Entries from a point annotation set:
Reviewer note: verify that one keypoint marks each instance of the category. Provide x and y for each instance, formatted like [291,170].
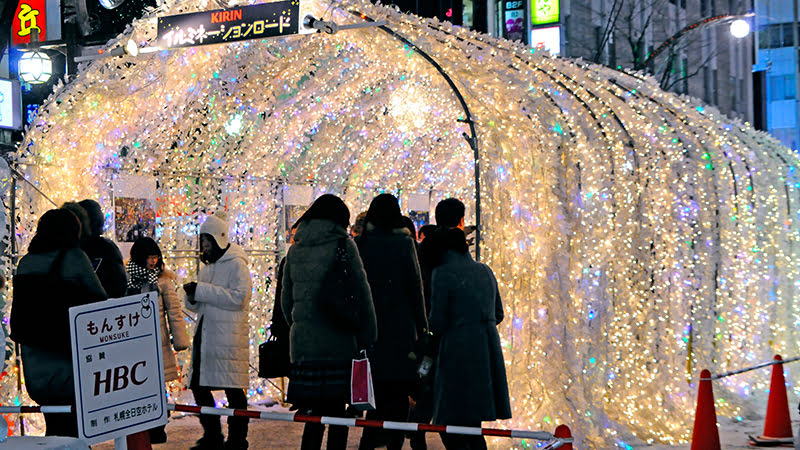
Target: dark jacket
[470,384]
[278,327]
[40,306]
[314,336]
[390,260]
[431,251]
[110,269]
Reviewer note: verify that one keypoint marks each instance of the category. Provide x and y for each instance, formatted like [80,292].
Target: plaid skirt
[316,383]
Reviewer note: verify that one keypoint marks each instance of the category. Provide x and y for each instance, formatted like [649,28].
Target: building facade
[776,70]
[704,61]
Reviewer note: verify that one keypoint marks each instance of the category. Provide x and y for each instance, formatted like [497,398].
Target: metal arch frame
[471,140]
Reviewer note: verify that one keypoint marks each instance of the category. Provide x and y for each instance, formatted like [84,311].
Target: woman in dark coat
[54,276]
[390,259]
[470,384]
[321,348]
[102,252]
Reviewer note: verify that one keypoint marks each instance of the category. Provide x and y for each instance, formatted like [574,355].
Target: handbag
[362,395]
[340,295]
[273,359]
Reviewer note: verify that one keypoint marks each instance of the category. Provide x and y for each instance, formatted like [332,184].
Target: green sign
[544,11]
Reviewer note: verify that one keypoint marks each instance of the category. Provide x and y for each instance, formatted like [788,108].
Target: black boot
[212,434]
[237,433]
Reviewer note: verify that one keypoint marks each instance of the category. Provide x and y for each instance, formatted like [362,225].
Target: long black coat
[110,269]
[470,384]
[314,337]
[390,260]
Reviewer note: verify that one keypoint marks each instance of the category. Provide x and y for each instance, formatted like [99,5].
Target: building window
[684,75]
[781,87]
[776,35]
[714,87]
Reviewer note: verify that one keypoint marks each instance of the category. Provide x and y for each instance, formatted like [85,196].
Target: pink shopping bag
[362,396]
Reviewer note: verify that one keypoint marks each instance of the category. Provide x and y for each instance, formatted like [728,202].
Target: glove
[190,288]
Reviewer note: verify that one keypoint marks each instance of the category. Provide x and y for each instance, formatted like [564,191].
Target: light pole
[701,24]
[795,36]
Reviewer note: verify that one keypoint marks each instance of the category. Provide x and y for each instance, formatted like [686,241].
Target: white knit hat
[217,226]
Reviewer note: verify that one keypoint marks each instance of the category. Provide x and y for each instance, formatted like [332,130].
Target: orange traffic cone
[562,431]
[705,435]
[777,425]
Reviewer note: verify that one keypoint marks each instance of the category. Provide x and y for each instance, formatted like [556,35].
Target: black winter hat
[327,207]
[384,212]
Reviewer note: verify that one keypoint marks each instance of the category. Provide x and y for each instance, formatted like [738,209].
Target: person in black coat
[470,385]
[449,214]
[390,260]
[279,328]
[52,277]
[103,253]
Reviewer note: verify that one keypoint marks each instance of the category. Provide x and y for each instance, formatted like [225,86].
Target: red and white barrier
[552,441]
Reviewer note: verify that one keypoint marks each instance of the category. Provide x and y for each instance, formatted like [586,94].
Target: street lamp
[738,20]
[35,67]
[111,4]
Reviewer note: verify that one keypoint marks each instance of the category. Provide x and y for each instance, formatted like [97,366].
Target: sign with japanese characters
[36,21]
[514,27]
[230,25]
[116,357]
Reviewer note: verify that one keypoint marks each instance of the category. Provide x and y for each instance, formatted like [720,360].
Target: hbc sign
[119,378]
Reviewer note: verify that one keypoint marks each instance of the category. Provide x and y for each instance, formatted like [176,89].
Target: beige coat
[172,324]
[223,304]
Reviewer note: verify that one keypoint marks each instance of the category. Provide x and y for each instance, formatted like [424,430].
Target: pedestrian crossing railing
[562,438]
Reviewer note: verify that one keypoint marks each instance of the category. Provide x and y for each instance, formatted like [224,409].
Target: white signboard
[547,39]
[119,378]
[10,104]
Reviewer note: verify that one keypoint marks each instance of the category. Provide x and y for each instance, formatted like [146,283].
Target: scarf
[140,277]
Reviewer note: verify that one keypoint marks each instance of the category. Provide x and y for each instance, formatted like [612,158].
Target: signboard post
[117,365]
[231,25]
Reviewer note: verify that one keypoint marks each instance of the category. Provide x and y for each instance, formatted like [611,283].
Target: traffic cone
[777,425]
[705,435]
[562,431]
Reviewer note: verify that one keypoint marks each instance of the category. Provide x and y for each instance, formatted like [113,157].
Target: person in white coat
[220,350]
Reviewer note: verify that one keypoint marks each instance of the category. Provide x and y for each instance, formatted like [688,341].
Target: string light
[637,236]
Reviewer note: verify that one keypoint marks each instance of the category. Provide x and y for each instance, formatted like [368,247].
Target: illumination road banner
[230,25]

#### What is needed:
Turn the listing into a numbered list, starting at the line containing "formatted like [146,283]." and running through its end, both included, with any blank lines left out.

#### Result for this task:
1. Reviewer note: verify that one keypoint marks each instance of the category. Provide x and y for each instance, formatted like [146,283].
2. Target: scarf
3. [140,277]
4. Reviewer note: verify that one keypoint marks each instance of the category. Provide x and y for each instance, formatted like [612,158].
5. Target: signboard post
6. [117,365]
7. [231,25]
8. Reviewer note: verify that one keypoint marks each instance of the category. Provide x and y for each instance, formatted like [611,283].
9. Target: traffic cone
10. [777,425]
11. [705,435]
12. [562,431]
13. Reviewer note: verify that one keypoint marks each instance of the category. Provide x and y for each instance, formatted like [113,157].
14. Target: person in white coat
15. [220,350]
16. Reviewer note: verify that one keypoint marks each instance of the category. Provide x and y for each instance, formatted like [688,341].
17. Target: string light
18. [637,236]
19. Reviewer note: verify that one keypoint marks each instance of the category. Provide x and y for each instance, formatted like [368,247].
20. Target: illumination road banner
21. [230,25]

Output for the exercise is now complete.